- _Text extract_
++++++++

Oh. My. God. I'd forgotten these... think I gave them away a couple of decades ago, now I want to read them again!!
As I recall, the first three were quite good. If they did a Netflix miniseries or a movie series, the first three books would provide some decent material.
 
Some of my all-time favourites are SF with a very distinct fantasy feel to them: C.J. Cherryh‘s Morgaine cycle.
 
Lots of people read and/or write Science Fantasy. I think it's really only a problem for readers when it's not clear early on that this is what the story is, and they get hit with the combination late in the book.

Some of my favorite books have been Science Fantasy. Someone mentioned the Morgaine books earlier, which in my opinion are Science Fantasy at it's best.


(The idea that fantasy is mostly an exploration of medieval times is inaccurate. Firstly because most supposedly medieval fantasy is wildly inaccurate when it comes to that period, and secondly because there is so much fantasy that doesn't draw on the Middle Ages for inspiration at all.*)

____

*And a lot that is identified as medieval is actually Renaissance or later.

++++++++

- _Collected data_
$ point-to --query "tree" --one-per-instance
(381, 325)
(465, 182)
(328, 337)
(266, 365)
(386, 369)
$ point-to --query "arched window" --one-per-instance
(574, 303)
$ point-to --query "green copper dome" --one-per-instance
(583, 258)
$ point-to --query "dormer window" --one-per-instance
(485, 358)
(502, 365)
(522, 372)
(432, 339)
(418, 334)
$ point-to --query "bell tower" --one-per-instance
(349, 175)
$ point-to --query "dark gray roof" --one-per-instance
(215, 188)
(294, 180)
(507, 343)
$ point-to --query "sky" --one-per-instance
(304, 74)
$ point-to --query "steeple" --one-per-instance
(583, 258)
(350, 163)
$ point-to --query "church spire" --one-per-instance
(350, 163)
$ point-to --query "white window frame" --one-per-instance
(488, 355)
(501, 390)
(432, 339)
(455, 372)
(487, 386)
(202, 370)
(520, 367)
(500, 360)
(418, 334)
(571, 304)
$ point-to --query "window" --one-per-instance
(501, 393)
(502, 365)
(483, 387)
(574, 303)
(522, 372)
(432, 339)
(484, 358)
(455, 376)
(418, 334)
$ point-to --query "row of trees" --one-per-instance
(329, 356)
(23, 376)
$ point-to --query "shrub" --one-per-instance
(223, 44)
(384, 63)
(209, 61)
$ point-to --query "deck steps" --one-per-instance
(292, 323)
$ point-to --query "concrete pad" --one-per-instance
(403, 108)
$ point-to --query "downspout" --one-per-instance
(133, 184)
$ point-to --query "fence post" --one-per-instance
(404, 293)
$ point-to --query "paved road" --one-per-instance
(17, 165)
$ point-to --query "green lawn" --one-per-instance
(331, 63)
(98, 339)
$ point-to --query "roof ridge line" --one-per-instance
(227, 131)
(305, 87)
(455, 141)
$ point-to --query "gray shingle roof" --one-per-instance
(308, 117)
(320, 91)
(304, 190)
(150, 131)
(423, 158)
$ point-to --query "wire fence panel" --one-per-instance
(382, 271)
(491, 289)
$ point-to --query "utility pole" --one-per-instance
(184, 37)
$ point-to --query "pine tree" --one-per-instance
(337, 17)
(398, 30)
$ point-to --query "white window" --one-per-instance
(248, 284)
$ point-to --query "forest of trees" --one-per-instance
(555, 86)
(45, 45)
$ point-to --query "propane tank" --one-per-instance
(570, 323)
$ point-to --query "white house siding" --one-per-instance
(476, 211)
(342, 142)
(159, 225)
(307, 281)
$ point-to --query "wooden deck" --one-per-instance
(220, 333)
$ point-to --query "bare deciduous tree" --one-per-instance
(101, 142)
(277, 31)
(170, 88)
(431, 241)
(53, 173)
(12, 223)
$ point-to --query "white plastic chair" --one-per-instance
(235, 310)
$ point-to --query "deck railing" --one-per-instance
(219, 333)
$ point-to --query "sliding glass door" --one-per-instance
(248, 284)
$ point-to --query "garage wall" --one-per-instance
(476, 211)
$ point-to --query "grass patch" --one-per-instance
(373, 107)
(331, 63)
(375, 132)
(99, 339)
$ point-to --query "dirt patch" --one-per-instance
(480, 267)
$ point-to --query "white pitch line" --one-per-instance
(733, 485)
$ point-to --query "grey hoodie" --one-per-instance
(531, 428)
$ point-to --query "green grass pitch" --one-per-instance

++++++++

Write out everything in the comments on science fantasy from "Lots of people" down to "at it's best.", switching "Science Fantasy" to "Planetary Romance" each time it appears.

- _Reply to the task_
Lots of people read and/or write Planetary Romance. I think it's really only a problem for readers when it's not clear early on that this is what the story is, and they get hit with the combination late in the book.

Some of my favorite books have been Planetary Romance. Someone mentioned the Morgaine books earlier, which in my opinion are Planetary Romance at it's best.